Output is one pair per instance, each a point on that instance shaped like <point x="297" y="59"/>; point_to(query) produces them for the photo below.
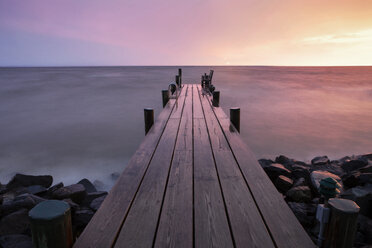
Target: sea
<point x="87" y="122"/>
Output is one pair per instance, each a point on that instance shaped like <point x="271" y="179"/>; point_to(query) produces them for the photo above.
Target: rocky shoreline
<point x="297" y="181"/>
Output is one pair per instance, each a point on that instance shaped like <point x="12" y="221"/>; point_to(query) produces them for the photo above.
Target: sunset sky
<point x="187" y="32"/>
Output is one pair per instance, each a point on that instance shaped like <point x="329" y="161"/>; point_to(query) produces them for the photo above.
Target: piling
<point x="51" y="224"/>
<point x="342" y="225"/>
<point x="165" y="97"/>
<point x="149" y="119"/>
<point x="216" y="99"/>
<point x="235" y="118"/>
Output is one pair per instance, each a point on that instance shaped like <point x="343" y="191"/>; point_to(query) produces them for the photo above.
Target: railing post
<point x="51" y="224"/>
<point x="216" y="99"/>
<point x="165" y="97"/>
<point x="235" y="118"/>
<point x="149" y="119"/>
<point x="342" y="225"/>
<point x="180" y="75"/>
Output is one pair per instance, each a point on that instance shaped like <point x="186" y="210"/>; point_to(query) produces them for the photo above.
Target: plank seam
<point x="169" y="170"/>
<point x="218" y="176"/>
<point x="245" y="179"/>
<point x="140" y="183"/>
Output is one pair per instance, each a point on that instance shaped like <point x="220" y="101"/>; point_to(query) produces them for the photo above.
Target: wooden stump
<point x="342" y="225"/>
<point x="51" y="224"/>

------------

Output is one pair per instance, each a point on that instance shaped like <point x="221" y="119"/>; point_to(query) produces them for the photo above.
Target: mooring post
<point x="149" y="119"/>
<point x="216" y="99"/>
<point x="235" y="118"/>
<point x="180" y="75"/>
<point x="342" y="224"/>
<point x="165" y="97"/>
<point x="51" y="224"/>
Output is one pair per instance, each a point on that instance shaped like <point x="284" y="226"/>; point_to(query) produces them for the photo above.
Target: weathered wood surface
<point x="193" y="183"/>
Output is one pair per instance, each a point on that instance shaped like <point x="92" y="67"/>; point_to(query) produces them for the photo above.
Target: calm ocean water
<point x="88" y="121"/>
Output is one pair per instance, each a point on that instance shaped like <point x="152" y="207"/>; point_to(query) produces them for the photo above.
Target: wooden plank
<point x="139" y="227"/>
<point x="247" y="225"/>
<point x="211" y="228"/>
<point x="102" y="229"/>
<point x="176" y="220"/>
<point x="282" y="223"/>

------------

• [About this exercise]
For the string "above", give the number of lines in the records that contain it and nothing besides.

• [Written response]
10